**Task objective:**
Below this line is the material. Write out only its lines from the one containing "target: gravel ground" through the one containing "target: soldier's hand", both kept, exactly.

**Task material:**
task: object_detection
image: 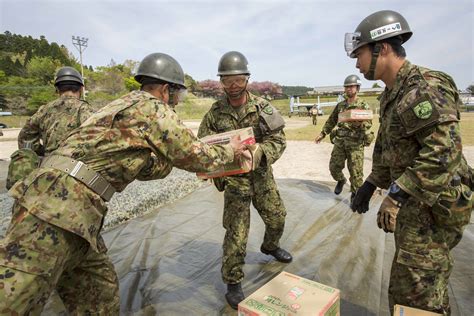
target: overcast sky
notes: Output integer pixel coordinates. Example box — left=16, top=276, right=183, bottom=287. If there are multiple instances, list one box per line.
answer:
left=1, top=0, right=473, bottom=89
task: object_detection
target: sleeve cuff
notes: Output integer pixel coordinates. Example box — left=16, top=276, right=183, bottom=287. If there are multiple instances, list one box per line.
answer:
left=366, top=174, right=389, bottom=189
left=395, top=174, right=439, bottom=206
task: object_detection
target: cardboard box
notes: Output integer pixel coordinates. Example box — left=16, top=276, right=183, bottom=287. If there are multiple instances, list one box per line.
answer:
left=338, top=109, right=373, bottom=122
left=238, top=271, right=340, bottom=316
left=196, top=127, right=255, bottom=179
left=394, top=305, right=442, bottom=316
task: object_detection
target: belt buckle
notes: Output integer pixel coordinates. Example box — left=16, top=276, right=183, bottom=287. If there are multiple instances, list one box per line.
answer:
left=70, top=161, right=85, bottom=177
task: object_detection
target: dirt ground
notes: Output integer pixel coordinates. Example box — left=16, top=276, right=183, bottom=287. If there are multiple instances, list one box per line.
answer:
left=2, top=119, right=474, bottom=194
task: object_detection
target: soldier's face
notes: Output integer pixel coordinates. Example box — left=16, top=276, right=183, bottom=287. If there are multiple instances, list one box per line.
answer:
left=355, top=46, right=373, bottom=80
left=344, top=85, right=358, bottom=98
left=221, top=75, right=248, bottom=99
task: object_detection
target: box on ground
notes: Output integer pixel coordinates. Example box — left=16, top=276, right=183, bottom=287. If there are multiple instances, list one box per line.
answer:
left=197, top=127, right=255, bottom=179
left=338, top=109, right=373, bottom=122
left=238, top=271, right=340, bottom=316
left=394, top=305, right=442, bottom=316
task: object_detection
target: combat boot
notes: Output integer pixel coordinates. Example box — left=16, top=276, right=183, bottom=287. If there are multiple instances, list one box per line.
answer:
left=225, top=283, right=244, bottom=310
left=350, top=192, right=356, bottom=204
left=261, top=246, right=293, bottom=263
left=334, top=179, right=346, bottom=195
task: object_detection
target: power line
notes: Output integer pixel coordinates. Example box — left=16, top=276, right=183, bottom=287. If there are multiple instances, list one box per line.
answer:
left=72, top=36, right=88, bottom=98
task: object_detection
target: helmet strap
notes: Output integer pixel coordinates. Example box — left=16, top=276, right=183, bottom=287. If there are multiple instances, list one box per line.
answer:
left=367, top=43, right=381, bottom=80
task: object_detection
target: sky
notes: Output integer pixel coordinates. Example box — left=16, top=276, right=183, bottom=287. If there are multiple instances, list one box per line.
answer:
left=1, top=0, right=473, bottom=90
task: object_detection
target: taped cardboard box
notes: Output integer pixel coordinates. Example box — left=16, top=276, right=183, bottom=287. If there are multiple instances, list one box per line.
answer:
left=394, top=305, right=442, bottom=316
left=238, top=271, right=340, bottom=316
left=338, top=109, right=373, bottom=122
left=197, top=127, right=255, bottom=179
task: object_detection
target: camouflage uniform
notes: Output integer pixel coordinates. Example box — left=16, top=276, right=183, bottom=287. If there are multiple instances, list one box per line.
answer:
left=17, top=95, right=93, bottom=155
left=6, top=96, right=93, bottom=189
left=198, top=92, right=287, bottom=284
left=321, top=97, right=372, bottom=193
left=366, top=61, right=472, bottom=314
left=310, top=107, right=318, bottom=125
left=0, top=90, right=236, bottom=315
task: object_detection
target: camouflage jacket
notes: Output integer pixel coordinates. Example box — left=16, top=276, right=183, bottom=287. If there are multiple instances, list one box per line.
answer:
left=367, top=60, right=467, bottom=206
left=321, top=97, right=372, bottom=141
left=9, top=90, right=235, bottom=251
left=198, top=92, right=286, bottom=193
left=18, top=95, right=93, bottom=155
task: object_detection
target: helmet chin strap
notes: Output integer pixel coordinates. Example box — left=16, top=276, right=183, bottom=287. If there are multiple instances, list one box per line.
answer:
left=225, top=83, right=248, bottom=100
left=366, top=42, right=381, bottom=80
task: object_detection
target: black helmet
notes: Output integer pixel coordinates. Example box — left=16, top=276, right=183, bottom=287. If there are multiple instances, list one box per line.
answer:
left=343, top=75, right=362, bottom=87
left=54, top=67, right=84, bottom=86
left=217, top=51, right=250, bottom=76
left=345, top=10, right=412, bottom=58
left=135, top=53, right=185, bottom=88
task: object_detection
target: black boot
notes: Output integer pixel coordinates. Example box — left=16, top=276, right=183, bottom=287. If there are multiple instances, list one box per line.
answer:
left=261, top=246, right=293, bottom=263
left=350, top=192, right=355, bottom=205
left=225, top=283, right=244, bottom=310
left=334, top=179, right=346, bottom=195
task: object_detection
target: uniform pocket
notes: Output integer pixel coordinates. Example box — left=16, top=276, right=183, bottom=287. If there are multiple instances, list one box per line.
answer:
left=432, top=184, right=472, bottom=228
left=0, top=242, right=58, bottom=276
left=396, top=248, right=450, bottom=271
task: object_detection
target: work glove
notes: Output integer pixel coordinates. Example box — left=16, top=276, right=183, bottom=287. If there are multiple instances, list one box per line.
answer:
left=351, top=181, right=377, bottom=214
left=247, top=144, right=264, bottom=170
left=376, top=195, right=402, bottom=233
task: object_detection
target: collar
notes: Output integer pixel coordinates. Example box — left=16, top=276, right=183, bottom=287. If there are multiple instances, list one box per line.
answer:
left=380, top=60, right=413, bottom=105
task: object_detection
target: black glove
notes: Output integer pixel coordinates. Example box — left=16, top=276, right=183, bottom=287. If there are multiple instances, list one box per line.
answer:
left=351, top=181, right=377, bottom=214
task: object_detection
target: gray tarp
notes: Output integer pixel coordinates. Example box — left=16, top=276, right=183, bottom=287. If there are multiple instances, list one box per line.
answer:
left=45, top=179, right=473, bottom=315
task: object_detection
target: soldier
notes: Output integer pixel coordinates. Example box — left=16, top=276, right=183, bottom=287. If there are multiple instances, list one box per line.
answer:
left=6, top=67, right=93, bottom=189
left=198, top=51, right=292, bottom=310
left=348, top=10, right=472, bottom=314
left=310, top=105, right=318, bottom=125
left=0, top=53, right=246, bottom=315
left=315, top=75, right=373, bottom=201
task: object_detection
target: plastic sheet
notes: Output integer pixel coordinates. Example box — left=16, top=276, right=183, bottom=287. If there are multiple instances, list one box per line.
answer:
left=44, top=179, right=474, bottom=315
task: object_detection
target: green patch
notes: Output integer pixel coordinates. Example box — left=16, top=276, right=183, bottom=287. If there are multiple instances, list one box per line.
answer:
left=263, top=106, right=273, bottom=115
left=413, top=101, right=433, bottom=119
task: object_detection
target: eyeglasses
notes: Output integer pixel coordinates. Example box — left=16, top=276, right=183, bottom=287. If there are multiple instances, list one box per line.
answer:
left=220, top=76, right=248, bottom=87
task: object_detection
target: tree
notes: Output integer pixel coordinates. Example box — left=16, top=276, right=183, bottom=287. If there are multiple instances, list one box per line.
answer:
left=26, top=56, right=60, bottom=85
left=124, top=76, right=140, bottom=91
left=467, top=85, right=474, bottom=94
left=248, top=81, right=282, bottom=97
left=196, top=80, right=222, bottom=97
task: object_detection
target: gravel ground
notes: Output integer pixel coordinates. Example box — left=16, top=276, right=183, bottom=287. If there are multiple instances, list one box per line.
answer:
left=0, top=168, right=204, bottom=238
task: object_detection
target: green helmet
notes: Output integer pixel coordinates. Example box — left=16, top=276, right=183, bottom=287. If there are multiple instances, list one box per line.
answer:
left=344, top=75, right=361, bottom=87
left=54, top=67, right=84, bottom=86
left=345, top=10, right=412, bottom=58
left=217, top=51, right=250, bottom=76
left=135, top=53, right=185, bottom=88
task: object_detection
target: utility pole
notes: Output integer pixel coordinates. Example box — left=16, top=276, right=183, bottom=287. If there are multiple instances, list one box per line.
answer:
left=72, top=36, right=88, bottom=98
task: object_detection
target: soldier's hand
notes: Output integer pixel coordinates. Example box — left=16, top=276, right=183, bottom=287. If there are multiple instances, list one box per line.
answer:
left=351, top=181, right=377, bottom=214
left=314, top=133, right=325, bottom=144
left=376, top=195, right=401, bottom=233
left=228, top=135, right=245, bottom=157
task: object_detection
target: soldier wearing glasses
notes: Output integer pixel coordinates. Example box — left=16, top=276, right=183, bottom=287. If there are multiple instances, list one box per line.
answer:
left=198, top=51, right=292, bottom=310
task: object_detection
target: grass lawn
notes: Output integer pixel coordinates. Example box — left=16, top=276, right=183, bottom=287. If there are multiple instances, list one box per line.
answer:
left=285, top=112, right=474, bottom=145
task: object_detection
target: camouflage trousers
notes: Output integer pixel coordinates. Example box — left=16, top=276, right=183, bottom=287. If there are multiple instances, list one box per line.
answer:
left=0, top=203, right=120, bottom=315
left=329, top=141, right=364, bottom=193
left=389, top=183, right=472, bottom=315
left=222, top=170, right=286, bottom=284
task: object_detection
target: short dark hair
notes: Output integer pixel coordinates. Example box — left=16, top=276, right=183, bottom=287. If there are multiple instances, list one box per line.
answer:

**Output:**
target: gravel ground
notes: Output integer pixel coordinates. Example box — left=16, top=276, right=183, bottom=287. If there are multiple instances, list one box per line.
answer:
left=0, top=168, right=204, bottom=238
task: object_detection
target: green helmet
notes: Output integer pixel coordinates. Example box — left=16, top=276, right=183, bottom=287. If there are multiple instances, list one box per line.
answer:
left=344, top=75, right=361, bottom=87
left=54, top=67, right=84, bottom=86
left=345, top=10, right=412, bottom=58
left=217, top=51, right=250, bottom=76
left=135, top=53, right=185, bottom=88
task: object_detection
target: utility pole
notes: Output integer pixel coordinates. Example box — left=16, top=276, right=183, bottom=287. If there are multiple instances, list one box per line.
answer:
left=72, top=36, right=88, bottom=98
task: object_detection
target: soldier's hand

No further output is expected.